_What to produce_
Copy the listing from the line containing "[locate] dry shrub" up to and including its final line, keeping each request line as it stands and raising every x and y coordinate in the answers by 48.

_Provided data_
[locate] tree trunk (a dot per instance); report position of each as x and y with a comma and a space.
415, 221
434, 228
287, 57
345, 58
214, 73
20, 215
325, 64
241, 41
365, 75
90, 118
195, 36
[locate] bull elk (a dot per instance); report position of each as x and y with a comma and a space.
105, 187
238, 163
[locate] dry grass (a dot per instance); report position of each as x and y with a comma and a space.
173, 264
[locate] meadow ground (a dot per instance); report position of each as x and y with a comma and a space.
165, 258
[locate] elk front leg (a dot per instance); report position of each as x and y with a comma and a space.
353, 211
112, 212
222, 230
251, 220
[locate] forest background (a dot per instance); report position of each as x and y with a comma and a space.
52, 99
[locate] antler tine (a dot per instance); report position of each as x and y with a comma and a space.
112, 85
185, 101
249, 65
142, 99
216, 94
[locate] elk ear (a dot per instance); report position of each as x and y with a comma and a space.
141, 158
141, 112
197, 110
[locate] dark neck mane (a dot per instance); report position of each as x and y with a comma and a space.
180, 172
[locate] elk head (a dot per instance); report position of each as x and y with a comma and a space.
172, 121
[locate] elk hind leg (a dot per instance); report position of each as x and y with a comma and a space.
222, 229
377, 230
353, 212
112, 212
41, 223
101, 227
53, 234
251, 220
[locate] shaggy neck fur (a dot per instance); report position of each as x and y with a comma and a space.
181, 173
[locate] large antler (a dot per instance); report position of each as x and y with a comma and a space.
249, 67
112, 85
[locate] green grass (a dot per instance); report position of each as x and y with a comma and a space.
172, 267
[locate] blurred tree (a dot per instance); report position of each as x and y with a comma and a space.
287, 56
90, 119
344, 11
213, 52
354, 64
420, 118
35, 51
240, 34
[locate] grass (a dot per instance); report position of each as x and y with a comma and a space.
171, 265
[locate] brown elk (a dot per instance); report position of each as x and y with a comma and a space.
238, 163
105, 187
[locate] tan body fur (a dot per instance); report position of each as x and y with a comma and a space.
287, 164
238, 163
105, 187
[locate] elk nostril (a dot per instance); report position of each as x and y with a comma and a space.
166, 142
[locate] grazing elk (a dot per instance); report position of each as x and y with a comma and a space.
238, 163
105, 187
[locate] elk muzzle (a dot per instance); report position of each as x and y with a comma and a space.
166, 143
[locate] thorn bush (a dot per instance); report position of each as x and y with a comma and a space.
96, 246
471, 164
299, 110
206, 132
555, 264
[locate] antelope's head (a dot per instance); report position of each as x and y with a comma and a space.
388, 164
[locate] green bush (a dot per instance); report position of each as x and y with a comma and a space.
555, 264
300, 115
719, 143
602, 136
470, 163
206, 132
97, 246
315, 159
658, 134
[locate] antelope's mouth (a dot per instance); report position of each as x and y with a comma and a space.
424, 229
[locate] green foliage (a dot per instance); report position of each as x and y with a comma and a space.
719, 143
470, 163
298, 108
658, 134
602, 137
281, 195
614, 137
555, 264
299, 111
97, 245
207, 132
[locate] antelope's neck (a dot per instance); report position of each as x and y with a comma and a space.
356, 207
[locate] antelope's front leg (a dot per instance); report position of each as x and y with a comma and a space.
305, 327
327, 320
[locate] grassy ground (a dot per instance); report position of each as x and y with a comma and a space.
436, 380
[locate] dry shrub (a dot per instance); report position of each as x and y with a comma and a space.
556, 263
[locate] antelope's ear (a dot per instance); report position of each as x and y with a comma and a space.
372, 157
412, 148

_Full answer_
[locate] dry shrub (a dot per instance); report position of each as x and y with a comma and a space.
604, 311
[locate] antelope's ear (a dot per instance); report position of each as x and y with a comma and a space.
420, 205
460, 196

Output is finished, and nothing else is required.